■ **Problem**
The job is to find each line of the records below that includes the word "every" and copy it.
++++ Supplied information ++++
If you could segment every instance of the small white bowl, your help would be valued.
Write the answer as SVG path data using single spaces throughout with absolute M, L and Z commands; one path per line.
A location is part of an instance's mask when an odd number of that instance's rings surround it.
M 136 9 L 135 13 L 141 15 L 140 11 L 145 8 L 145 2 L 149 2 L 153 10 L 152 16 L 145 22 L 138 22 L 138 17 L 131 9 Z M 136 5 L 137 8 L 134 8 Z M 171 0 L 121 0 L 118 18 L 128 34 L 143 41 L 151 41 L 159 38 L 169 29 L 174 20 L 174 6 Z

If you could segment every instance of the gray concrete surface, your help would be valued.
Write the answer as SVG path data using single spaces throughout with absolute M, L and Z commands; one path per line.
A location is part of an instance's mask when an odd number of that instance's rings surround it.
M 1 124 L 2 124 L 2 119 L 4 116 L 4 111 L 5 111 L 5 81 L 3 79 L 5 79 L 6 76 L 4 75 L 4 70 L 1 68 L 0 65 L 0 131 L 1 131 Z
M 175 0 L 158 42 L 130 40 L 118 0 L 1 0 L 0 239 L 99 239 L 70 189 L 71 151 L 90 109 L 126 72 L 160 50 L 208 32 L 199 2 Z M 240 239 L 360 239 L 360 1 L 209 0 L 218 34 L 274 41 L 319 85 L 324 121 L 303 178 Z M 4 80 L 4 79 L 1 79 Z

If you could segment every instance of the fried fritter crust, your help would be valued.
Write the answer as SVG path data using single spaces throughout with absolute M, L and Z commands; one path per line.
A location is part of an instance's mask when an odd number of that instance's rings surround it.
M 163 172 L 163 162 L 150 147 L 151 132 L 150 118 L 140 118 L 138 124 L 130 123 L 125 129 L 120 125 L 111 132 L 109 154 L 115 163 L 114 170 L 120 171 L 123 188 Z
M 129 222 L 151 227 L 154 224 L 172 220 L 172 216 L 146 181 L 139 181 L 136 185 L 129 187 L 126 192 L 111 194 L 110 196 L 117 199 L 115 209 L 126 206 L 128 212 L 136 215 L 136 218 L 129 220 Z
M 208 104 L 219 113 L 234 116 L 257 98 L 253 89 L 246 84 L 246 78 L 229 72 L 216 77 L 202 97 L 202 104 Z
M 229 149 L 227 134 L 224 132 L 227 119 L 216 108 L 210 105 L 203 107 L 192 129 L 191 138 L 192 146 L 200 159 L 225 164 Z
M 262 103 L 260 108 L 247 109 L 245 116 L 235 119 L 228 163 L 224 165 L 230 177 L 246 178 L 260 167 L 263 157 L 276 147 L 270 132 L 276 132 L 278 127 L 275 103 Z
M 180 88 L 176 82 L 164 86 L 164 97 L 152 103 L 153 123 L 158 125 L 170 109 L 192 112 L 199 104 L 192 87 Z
++++
■ **Written response**
If you could segment every instance of the small white bowl, your help would be valued.
If you could segment every instance of the gray concrete surface, your help would be valued.
If you could segment every instance of the fried fritter crust, your help would be valued.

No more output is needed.